- Task requirements
With the images left out, print every entry that follows exactly.
============
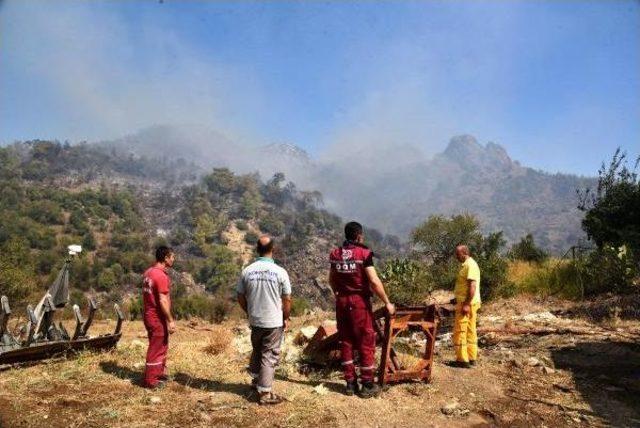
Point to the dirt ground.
(565, 372)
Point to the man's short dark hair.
(352, 230)
(263, 249)
(162, 252)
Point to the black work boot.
(351, 388)
(459, 364)
(369, 389)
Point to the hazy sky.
(556, 83)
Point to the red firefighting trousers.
(157, 352)
(356, 333)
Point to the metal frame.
(46, 340)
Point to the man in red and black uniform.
(157, 316)
(354, 280)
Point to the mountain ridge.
(466, 176)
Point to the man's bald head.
(264, 246)
(462, 252)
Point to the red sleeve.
(368, 261)
(161, 281)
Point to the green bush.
(196, 305)
(526, 250)
(608, 270)
(407, 281)
(299, 305)
(135, 308)
(251, 237)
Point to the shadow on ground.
(607, 375)
(125, 373)
(331, 386)
(184, 379)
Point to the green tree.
(527, 251)
(407, 281)
(612, 211)
(438, 237)
(17, 276)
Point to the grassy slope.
(103, 389)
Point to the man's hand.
(466, 309)
(171, 327)
(391, 308)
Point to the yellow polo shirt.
(468, 270)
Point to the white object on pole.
(74, 249)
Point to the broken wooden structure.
(421, 318)
(324, 346)
(41, 338)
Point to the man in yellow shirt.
(467, 292)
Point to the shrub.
(527, 250)
(135, 308)
(196, 305)
(221, 309)
(407, 281)
(251, 237)
(219, 340)
(299, 305)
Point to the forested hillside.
(119, 206)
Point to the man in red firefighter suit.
(157, 317)
(354, 280)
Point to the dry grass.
(211, 388)
(219, 340)
(518, 271)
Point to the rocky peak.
(287, 151)
(463, 147)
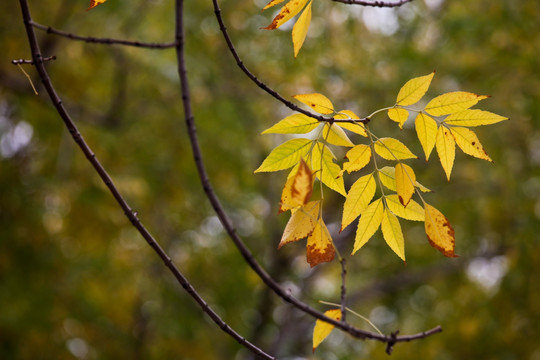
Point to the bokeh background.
(78, 282)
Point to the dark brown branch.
(106, 41)
(389, 4)
(107, 180)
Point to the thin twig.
(107, 180)
(106, 41)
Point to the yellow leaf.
(426, 129)
(439, 231)
(358, 198)
(473, 118)
(392, 233)
(285, 155)
(414, 90)
(326, 169)
(392, 149)
(301, 224)
(300, 29)
(319, 247)
(452, 102)
(369, 223)
(94, 3)
(323, 329)
(398, 115)
(357, 128)
(334, 134)
(405, 180)
(287, 12)
(446, 148)
(359, 156)
(317, 102)
(413, 211)
(468, 142)
(293, 124)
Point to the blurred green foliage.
(77, 281)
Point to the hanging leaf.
(392, 233)
(323, 329)
(300, 29)
(398, 115)
(293, 124)
(319, 247)
(405, 180)
(370, 220)
(439, 231)
(393, 149)
(452, 102)
(358, 198)
(473, 118)
(426, 129)
(414, 90)
(301, 224)
(317, 102)
(287, 12)
(285, 155)
(446, 148)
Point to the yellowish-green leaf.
(317, 102)
(392, 233)
(285, 155)
(426, 129)
(446, 148)
(300, 29)
(357, 128)
(393, 149)
(439, 231)
(358, 198)
(467, 141)
(301, 224)
(473, 118)
(334, 134)
(413, 211)
(359, 156)
(405, 180)
(398, 115)
(452, 102)
(414, 90)
(369, 222)
(293, 124)
(320, 247)
(287, 12)
(323, 329)
(326, 169)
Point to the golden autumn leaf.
(323, 329)
(426, 130)
(414, 90)
(287, 12)
(317, 102)
(452, 102)
(300, 29)
(301, 224)
(405, 180)
(370, 220)
(467, 141)
(392, 233)
(398, 115)
(293, 124)
(285, 155)
(319, 246)
(358, 198)
(439, 231)
(446, 148)
(393, 149)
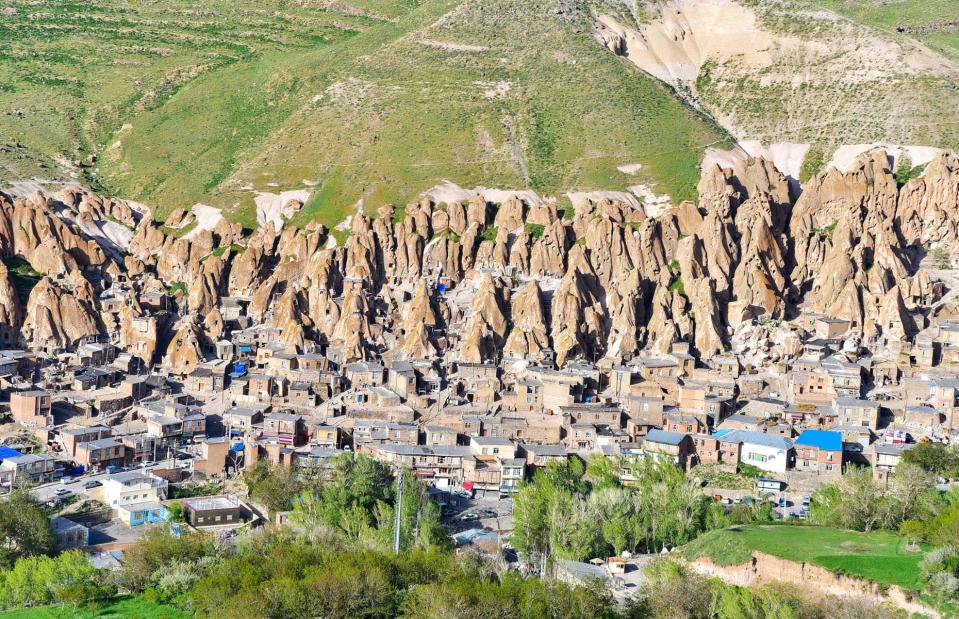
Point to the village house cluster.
(476, 427)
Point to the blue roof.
(823, 439)
(7, 452)
(661, 436)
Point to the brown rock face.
(528, 336)
(486, 327)
(604, 281)
(60, 314)
(184, 352)
(11, 312)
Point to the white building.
(768, 452)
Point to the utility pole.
(399, 511)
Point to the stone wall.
(763, 569)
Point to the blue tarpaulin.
(8, 452)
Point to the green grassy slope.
(878, 556)
(924, 20)
(119, 607)
(186, 102)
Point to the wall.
(764, 568)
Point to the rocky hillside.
(473, 280)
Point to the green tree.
(158, 549)
(25, 528)
(935, 458)
(66, 579)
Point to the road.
(49, 491)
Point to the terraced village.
(457, 309)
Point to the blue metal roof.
(823, 439)
(662, 436)
(8, 452)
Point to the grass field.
(121, 608)
(878, 556)
(926, 21)
(184, 102)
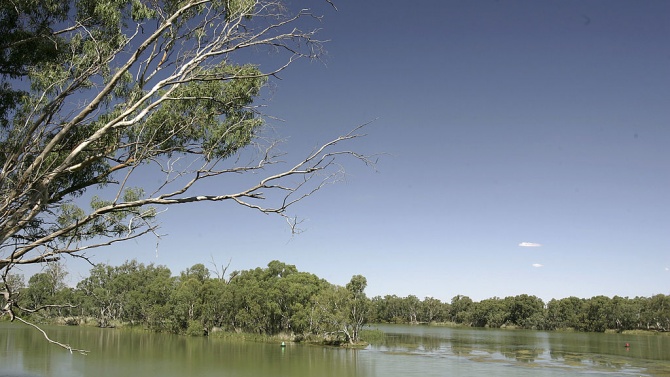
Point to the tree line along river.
(403, 351)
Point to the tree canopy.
(96, 94)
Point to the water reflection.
(566, 351)
(407, 350)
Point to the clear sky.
(505, 123)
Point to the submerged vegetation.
(280, 303)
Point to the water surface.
(406, 351)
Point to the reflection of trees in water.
(522, 354)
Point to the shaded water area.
============
- Answer to this problem
Point to the dirt ground.
(565, 372)
Point to the man's short dark hair.
(352, 230)
(263, 249)
(162, 252)
Point to the black work boot.
(351, 388)
(459, 364)
(369, 389)
Point to the hazy sky.
(556, 83)
Point to the red firefighting trousers.
(157, 352)
(356, 333)
Point to the metal frame.
(46, 340)
Point to the man in red and black uniform.
(157, 316)
(354, 280)
Point to the mountain ridge.
(466, 176)
Point to the man's bald head.
(264, 246)
(462, 252)
Point to the red sleeve.
(368, 261)
(161, 281)
Point to the green bush.
(196, 305)
(526, 250)
(608, 270)
(407, 281)
(299, 305)
(135, 308)
(251, 237)
Point to the shadow on ground.
(607, 375)
(125, 373)
(331, 386)
(184, 379)
Point to the green tree.
(527, 251)
(407, 281)
(612, 211)
(438, 237)
(17, 276)
Point to the grassy slope.
(103, 389)
Point to the man's hand.
(466, 309)
(171, 327)
(391, 308)
Point to the yellow polo shirt.
(468, 270)
Point to the white object on pole.
(74, 249)
Point to the broken wooden structure.
(421, 318)
(324, 346)
(41, 338)
Point to the man in yellow shirt.
(467, 292)
Point to the shrub.
(527, 250)
(135, 308)
(196, 305)
(221, 309)
(407, 281)
(251, 237)
(219, 340)
(299, 305)
Point to the forested hillside.
(119, 206)
Point to the man in red firefighter suit.
(157, 317)
(354, 280)
Point to the dry grass.
(211, 388)
(219, 340)
(518, 271)
Point to the rocky peak.
(287, 151)
(463, 147)
Point to the bokeh background.
(78, 282)
Point to the dark brown branch.
(106, 41)
(389, 4)
(107, 180)
Point to the thin twig.
(107, 180)
(106, 41)
Point to the yellow leaf.
(426, 129)
(439, 231)
(358, 198)
(473, 118)
(392, 233)
(285, 155)
(414, 90)
(326, 169)
(392, 149)
(301, 224)
(300, 29)
(319, 247)
(452, 102)
(369, 223)
(94, 3)
(323, 329)
(398, 115)
(357, 128)
(334, 134)
(405, 180)
(287, 12)
(446, 148)
(359, 156)
(317, 102)
(413, 211)
(468, 142)
(293, 124)
Point to the blurred green foliage.
(77, 281)
Point to the hanging leaf.
(392, 233)
(323, 329)
(300, 29)
(398, 115)
(293, 124)
(319, 247)
(405, 180)
(370, 220)
(439, 231)
(393, 149)
(452, 102)
(358, 198)
(473, 118)
(426, 129)
(414, 90)
(301, 224)
(317, 102)
(287, 12)
(285, 155)
(446, 148)
Point to the yellowish-green leaf.
(317, 102)
(392, 233)
(285, 155)
(426, 129)
(446, 148)
(300, 29)
(357, 128)
(393, 149)
(439, 231)
(358, 198)
(467, 141)
(301, 224)
(473, 118)
(334, 134)
(413, 211)
(359, 156)
(405, 180)
(398, 115)
(452, 102)
(414, 90)
(369, 222)
(293, 124)
(320, 247)
(287, 12)
(323, 329)
(326, 169)
Point to the golden autumn leaf.
(323, 329)
(426, 130)
(414, 90)
(287, 12)
(317, 102)
(452, 102)
(300, 29)
(301, 224)
(405, 180)
(370, 220)
(467, 141)
(392, 233)
(398, 115)
(293, 124)
(285, 155)
(319, 246)
(358, 198)
(439, 231)
(446, 148)
(393, 149)
Point to the village house cluster.
(476, 427)
Point to the blue roof.
(823, 439)
(7, 452)
(661, 436)
Point to the brown rock face.
(528, 336)
(486, 327)
(604, 281)
(60, 314)
(184, 352)
(11, 312)
Point to the white building.
(768, 452)
Point to the utility pole.
(399, 511)
Point to the stone wall.
(763, 569)
Point to the blue tarpaulin.
(8, 452)
Point to the green grassy slope.
(878, 556)
(924, 20)
(119, 607)
(186, 102)
Point to the wall.
(764, 568)
Point to the rocky hillside.
(473, 280)
Point to the green tree.
(158, 549)
(25, 528)
(935, 458)
(66, 579)
Point to the road.
(49, 491)
Point to the terraced village.
(457, 309)
Point to the blue metal roof.
(823, 439)
(662, 436)
(8, 452)
Point to the grass field.
(121, 608)
(878, 556)
(926, 21)
(184, 102)
Point to the tree line along river.
(403, 351)
Point to the tree canopy.
(96, 94)
Point to the water reflection.
(566, 351)
(407, 350)
Point to the clear sky.
(505, 123)
Point to the submerged vegetation.
(280, 303)
Point to the water surface.
(406, 351)
Point to the reflection of trees in water.
(522, 354)
Point to the shaded water area.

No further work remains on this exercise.